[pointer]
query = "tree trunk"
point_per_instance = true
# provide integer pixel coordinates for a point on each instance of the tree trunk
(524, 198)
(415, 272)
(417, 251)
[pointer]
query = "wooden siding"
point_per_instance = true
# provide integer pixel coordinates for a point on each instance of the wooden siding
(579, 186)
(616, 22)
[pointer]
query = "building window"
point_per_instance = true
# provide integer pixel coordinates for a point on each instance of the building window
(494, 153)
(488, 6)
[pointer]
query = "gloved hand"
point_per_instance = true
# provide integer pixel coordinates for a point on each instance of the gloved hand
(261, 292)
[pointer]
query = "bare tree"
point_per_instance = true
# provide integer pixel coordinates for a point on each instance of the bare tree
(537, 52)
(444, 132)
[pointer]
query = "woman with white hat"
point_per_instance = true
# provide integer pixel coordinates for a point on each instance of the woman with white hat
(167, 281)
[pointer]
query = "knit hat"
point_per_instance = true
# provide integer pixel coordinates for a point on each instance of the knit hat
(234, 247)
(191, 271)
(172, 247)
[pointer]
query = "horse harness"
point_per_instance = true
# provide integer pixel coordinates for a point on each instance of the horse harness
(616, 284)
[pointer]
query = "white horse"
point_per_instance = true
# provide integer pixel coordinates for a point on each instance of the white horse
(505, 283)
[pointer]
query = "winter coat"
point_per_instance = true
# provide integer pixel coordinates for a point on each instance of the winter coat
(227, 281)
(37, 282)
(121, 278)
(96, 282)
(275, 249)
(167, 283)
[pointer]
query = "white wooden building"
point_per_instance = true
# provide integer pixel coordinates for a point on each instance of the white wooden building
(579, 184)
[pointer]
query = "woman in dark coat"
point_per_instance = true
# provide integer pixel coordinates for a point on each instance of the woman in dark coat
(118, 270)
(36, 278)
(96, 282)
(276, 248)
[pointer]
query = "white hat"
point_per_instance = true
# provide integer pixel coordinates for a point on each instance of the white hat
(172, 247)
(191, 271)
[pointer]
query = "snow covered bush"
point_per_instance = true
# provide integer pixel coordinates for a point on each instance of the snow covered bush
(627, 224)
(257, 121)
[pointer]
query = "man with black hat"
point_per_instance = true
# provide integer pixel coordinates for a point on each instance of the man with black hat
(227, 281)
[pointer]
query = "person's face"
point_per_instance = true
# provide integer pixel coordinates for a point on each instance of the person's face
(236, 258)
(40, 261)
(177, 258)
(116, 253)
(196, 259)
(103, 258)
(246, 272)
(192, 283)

_ _ _ _ _

> **Your instructions**: Would you output the lines from the one that contains "the man with black hat" to the end of the data, both ends included, exactly as they appear?

> **Expected answer**:
# provide integer pixel coordinates for a point on each instance of the man with black hat
(227, 281)
[pointer]
query = "person's face"
point_per_instance = true
# provide integer pixel coordinates for a point on each instance of the person's face
(236, 258)
(40, 261)
(177, 258)
(116, 253)
(196, 259)
(103, 258)
(246, 272)
(192, 283)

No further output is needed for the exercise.